**** Page extract ****

I think you're still stuck on your interpretation of the statute as written without the benefit of case law context. Again, look at the three-prong test established by State v. Carothers in regard to defense of dwelling claims.

Minnesota v. Carothers said:
(1) At the time the defendant used deadly force against the victim, was the defendant preventing the commission of a felony in his or her home?
(2) Was the belief reasonable under the circumstances?
(3) Was the use of deadly force reasonable under the circumstances in light of the danger then to be apprehended?

Smith only meets the first two standards, but he must make all three in order to mount a defense of dwelling claim successfully. The prosecution is not arguing that Smith was not justified in shooting the burglars as they came down the stairs. The prosecution is arguing that his continued use of force in light of the relative danger he was in was not reasonable.
 
I have a feeling that Smith knows something about the law or he is really whacko. Why would he record the events that could be damning to him?

He worked for the State Department and could've got good advice pertaining to the law concerning his situation and he carried it out (to his satisfaction).

It'd be interesting what the outcome is on the case.
 
Bad guys record themselves doing things that could be damning to them with some regularity. Ersland had a new video surveillance system installed in his pharmacy that documented his crime. Some like to keep a record of what they have done, as a sort of visual trophy just like many law abiding citizens do. That it may be damning doesn't always come into consideration when creating the trophy.
 
Lets say for a moment the laws is written very poorly and by legal standards Mr. Smith is in the clear. Having read through most of the citations in this thread I do not believe that is the case, but lets assume it is for a moment.

A jury can "nullify" a law finding a person not guilty when they technically meet the qualifications of guilt by the law. This is the basic reasoning behind of "jury of ones peers." There are several recent incidences involving criminal drug possession statutes. Could a jury likewise find a presumption of reasonableness to be constitutionally invalid? On the face of it I would think not, but logically it isn't all that much different.
 
If they did break into his home then if I was on the jury.... I would be giving him a lot of benefits of the doubt.

The state asks why did you move her. He say she was crawling for the door.

The state asks why did you shoot them again. They reached into they pocket.

I would need a lot from the state before I found a man guilty of killing someone that broke into his home and was still inside.

That pharmacist in OK killed a unarmed man inside a place of business. That is totally different than killing someone that broke into your house.
 
johnwilliamson062 said:
...A jury can "nullify" a law finding a person not guilty when they technically meet the qualifications of guilt by the law....
Yes, a jury may acquit of a criminal charge even if under the facts and law the defendant is guilty. That's why at times in our history it was pretty much impossible in many parts of the country to convict a white man of murdering a black man, even when guilt was clear.

**** Data excerpts ****

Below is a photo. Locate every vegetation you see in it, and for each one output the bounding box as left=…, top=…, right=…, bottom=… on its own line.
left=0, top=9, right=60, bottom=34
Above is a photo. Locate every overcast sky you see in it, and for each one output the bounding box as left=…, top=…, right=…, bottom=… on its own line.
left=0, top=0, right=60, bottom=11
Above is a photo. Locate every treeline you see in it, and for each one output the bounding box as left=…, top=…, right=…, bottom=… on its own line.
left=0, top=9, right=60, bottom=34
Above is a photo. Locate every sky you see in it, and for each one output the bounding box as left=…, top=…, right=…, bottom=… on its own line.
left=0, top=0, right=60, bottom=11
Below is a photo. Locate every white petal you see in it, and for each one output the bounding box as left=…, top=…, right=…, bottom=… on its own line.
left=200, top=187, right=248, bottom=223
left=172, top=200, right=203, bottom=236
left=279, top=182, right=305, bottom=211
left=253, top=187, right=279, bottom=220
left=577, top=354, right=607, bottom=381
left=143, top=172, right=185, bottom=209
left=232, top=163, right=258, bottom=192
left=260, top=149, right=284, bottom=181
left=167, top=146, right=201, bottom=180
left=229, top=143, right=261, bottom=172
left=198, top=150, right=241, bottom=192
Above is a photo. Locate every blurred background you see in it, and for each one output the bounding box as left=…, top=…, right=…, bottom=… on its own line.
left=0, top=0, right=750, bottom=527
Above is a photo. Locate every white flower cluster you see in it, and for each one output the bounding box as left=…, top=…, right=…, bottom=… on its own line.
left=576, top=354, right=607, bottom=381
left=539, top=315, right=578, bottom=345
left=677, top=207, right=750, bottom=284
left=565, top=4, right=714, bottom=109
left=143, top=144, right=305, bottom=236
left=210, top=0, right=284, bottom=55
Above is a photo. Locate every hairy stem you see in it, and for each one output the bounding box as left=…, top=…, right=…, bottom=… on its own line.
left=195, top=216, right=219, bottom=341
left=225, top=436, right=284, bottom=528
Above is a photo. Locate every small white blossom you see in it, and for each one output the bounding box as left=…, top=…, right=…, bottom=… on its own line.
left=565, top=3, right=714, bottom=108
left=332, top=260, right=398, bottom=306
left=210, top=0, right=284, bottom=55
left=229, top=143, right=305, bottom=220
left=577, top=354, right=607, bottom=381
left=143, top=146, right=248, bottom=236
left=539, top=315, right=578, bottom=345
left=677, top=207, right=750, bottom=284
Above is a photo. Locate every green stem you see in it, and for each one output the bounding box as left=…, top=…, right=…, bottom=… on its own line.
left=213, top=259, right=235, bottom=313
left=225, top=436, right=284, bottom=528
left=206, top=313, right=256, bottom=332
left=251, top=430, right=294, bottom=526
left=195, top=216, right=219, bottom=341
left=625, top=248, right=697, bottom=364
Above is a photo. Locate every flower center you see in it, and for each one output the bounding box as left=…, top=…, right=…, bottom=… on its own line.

****

= Work request 1 =
Condense the paragraph of the defense-of-dwelling discussion that begins "Smith only meets the first two standards" into two short sentences, keeping its main facts.
= Work request 2 =
In the defense-of-dwelling discussion, write out the passage starting with "The state asks why did you move" and going on through "was still inside.".
The records come from a separate source and are unrelated to the text.

= Reply 1 =
Smith satisfies only the first two Carothers standards, but a successful defense of dwelling claim requires all three. The prosecution accepts that shooting the burglars on the stairs was justified and argues only that his continued use of force, given the relative danger he faced, was unreasonable.

= Reply 2 =
The state asks why did you move her. He say she was crawling for the door.

The state asks why did you shoot them again. They reached into they pocket.

I would need a lot from the state before I found a man guilty of killing someone that broke into his home and was still inside.